==== DOCUMENT SECTION

The Gospel has been the means of gathering us out from among the nations, and has made us a free and happy people, an able and united commonwealth; and the Lord is using us to establish its principles in these mountains, that throughout these valleys may be formed a nucleus around which honorable men and women may gather, men who will be capable of appreciating the blessings of liberty and of helping to extend them to others. And all presidents and senators and judges, and all men in official authority who shall lend themselves and their influence to trample upon the common rights of man, those rights which God has bestowed upon us and which are our common heritage, and who shall be found warring against God and his institutions, when the cap of their iniquity shall be full, the Lord Almighty will cause them to disappear from the public gaze, he will let them sink into oblivion and disgrace.

Those who suppose they can secure happiness in doing wickedly are grievously mistaken. And if they seek to oppress their neighbor by appropriating to themselves his hard earnings without rendering him a just equivalent, they will find every time they do it, they are but weaving together withes for their own backs, preparing punishment for themselves, and bringing themselves into bondage—the bondage of sin. For all judgments and punishments which the law of the Lord has ordained and appointed unto man are designed to correct their errors and sins. And where they are corrected and they learn better, then He is ready to stretch forth His hand to save and exalt them. The Gospel is ever ready to step in to assist repentant man when he has become sensible that he needs help to be redeemed, and he realizes that he has not the power to redeem himself. Then repentance unto life is granted to him; but it never can come until his judgment is convinced, until his mind is enlightened and his eyes are opened to see himself, and to comprehend his true position. And whether he be in this world or the world to come, he must place himself in a condition to be saved before redemption can come unto him; and it is only by the light of truth and of true and correct principles which can bring happiness and liberty and freedom, and with it a disposition to extend that liberty to all around, and to maintain it and protect each other in its enjoyment; and not with a spirit of vengeance upon the erring, and oppression upon the ignorant, but only with a disposition to seize and hold the hand which is raised to smite his fellow and stop in his wayward course the individual who would override his fellow. And all men should be protected in this freedom to go so far and no further.

May the Lord help us to live and walk in the light, and think for ourselves, and act like sensible people, paying heedless regard to the blatant foolish lunatics who are attracting the attention of the world. They, however, have their day, after the manner of the old adage—Every dog has his day; and when it is past he will cease to bark and bite.

========

### REQUIREMENT 1
Which kinds of officials does the passage name in its warning about those who trample on the common rights of man?
### REQUIREMENT 2
Please mark each statement yes or no, depending on whether it agrees with the passage, and quote the words that decide it. (a) Repentance unto life can be granted before a person's judgment is convinced. (b) The judgments and punishments ordained by the law of the Lord are meant to correct errors and sins. (c) Redemption can come to a person only in this world.
Rely only on the passage for your answers.

==== INFORMATION PROVIDED

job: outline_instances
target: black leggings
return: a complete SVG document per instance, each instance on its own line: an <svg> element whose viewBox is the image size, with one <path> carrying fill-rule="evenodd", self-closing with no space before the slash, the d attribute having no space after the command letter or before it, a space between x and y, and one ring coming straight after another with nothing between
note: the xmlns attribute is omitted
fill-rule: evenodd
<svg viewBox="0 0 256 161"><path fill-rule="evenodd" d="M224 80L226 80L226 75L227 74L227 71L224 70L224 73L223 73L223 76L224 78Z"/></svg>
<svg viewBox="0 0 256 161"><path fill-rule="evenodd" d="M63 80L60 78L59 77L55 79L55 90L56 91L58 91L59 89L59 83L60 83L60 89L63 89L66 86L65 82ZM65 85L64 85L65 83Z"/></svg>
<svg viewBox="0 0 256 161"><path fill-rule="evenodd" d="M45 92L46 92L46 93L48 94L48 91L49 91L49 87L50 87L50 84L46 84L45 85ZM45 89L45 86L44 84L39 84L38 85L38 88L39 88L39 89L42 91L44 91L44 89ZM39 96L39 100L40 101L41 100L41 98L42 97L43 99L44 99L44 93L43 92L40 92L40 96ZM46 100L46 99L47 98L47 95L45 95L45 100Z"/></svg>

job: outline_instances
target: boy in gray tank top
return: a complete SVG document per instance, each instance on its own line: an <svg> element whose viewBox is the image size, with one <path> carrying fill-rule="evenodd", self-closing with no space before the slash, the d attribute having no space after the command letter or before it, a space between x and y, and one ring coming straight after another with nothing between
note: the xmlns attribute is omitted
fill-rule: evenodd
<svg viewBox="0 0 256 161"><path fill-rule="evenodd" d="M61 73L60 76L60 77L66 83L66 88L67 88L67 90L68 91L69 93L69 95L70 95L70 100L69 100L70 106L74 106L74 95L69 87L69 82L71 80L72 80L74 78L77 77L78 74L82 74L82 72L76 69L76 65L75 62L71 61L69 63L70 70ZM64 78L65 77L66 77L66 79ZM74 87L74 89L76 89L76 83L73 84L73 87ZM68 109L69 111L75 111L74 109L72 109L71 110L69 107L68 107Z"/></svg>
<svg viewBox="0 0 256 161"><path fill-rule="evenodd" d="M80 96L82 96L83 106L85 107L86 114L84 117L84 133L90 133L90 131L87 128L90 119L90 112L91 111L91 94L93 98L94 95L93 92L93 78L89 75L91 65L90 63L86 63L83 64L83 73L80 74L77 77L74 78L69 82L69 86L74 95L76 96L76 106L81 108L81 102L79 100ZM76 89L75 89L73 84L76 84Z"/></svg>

========

### WRITTEN SOLUTION 1
- Presidents
- Senators
- Judges
- All men in official authority

### WRITTEN SOLUTION 2
(a) No: "it never can come until his judgment is convinced"
(b) Yes: "are designed to correct their errors and sins"
(c) No: "whether he be in this world or the world to come, he must place himself in a condition to be saved before redemption can come unto him"